**Apply what you read:**
• 1. What are the answers to these questions about the article on OpenAI's voice tool?
(a) How long a recording does Voice Engine need to recreate a person's voice?
(b) What did the company say it was particularly worried this kind of technology could be used to break?
(c) What is the name of the video generator OpenAI unveiled last month?
• 2. Can you continue the article on OpenAI's voice tool, picking up after its last sentence?

**Selected extract:**

OpenAI Unveils Audio Tool That Recreates Human Voices
First, OpenAI offered a tool that allowed people to create digital images simply by describing what they wanted to see. Then, it built similar technology that generated full-motion video like something from a Hollywood movie.
Now, it has unveiled technology that can recreate someone’s voice.
The high-profile A.I. start-up said on Friday that a small group of businesses was testing a new OpenAI system, Voice Engine, that can recreate a person’s voice from a 15-second recording. If you upload a recording of yourself and a paragraph of text, it can read the text using a synthetic voice that sounds like yours.
The text does not have to be in your native language. If you are an English speaker, for example, it can recreate your voice in Spanish, French, Chinese or many other languages.
OpenAI is not sharing the technology more widely because it is still trying to understand its potential dangers. Like image and video generators, a voice generator could help spread disinformation across social media. It could also allow criminals to impersonate people online or during phone calls.
The company said it was particularly worried that this kind of technology could be used to break voice authenticators that control access to online banking accounts and other personal applications.
“This is a sensitive thing, and it is important to get it right,” an OpenAI product manager, Jeff Harris, said in an interview.
The company is exploring ways of watermarking synthetic voices or adding controls that prevent people from using the technology with the voices of politicians or other prominent figures.
Last month, OpenAI took a similar approach when it unveiled its video generator, Sora. It showed off the technology but did not publicly release it.
OpenAI is among the many companies that have developed a new breed of A.I. technology that can quickly and easily generate synthetic voices. They include tech giants like Google as well as start-ups like the New York-based ElevenLabs. (The New York Times has sued OpenAI and its partner, Microsoft, on claims of copyright infringement involving artificial intelligence systems that generate text.)

Stored data entries

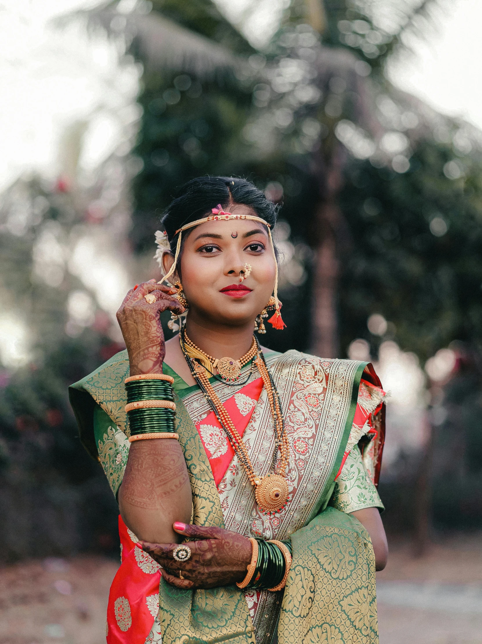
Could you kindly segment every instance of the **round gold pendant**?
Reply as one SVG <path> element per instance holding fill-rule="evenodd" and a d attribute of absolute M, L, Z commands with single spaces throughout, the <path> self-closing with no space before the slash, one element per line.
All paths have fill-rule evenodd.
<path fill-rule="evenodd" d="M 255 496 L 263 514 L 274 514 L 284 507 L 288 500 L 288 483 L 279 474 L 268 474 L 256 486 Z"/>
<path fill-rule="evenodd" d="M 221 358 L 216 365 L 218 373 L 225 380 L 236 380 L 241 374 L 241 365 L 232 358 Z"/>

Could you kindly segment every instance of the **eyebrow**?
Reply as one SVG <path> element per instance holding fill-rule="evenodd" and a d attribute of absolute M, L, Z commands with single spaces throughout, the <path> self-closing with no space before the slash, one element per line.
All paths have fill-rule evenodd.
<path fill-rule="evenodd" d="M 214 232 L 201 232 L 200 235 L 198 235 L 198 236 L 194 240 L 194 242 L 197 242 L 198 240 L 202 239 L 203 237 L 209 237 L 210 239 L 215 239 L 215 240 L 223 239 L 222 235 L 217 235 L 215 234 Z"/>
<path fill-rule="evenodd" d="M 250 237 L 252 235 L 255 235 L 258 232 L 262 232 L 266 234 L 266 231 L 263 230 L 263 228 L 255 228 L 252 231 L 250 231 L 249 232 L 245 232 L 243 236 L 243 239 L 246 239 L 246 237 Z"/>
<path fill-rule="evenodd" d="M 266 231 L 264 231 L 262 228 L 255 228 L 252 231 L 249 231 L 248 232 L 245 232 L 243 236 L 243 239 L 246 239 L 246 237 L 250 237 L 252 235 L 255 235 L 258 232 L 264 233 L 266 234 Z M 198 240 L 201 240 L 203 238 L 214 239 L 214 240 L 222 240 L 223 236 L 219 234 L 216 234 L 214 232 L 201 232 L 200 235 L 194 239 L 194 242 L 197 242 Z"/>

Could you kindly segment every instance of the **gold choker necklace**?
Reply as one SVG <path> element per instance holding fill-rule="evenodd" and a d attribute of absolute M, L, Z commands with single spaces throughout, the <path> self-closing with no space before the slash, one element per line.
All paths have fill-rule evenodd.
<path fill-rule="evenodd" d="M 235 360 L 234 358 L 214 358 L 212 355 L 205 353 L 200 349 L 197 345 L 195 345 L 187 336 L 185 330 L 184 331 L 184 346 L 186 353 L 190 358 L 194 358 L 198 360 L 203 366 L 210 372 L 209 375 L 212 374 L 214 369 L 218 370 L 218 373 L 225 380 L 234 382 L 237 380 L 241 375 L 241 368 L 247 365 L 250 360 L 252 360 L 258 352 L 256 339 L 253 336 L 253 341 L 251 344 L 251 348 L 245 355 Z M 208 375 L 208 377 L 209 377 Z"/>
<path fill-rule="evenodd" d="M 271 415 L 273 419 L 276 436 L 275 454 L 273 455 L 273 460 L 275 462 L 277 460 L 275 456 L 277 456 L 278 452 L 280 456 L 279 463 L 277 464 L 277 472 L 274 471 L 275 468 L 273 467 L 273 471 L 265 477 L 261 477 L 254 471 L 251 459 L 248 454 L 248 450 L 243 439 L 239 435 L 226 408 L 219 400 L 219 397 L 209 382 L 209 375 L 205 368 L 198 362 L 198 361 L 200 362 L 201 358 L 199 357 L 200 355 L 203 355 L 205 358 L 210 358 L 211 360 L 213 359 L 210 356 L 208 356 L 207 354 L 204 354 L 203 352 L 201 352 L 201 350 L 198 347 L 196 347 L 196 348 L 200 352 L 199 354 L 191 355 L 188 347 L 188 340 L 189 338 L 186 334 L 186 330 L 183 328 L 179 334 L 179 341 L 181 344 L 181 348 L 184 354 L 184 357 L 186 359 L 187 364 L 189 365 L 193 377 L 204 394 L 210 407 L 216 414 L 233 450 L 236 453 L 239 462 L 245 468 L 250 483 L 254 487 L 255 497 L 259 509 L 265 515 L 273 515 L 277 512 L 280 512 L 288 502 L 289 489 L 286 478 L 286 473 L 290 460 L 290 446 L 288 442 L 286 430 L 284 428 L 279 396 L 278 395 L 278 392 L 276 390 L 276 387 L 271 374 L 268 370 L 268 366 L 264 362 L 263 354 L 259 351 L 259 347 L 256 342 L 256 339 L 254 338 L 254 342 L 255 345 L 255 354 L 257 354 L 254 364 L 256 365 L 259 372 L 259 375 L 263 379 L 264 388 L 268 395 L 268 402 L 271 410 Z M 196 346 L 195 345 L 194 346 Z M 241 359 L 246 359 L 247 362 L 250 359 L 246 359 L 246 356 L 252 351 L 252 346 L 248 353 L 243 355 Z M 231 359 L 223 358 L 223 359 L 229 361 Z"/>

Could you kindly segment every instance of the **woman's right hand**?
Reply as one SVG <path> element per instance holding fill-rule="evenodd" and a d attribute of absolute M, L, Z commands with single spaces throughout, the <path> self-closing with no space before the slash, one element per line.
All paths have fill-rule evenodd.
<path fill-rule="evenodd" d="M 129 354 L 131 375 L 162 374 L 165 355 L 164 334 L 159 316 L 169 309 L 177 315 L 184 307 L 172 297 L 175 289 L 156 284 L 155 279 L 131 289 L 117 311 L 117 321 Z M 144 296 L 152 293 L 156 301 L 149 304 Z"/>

**Answers to the tasks:**
• 1.
(a) A 15-second recording.
(b) Voice authenticators that control access to online banking accounts and other personal applications.
(c) Sora.

• 2.
Businesses can use these technologies to generate audiobooks, give voice to online chatbots or even build an automated radio station DJ. Since last year, OpenAI has used its technology to power a version of ChatGPT that speaks. And it has long offered businesses an array of voices that can be used for similar applications. All of them were built from clips provided by voice actors.
But the company has not yet offered a public tool that would allow individuals and businesses to recreate voices from a short clip as Voice Engine does. The ability to recreate any voice in this way, Mr. Harris said, is what makes the technology dangerous. The technology could be particularly dangerous in an election year, he said.
In January, New Hampshire residents received robocall messages that dissuaded them from voting in the state primary in a voice that was most likely artificially generated to sound like President Biden. The Federal Communications Commission later outlawed such calls.
Mr. Harris said OpenAI had no immediate plans to make money from the technology. He said the tool could be particularly useful to people who lost their voices through illness or accident.
He demonstrated how the technology had been used to recreate a woman’s voice after brain cancer damaged it. She could now speak, he said, after providing a brief recording of a presentation she had once made as a high schooler.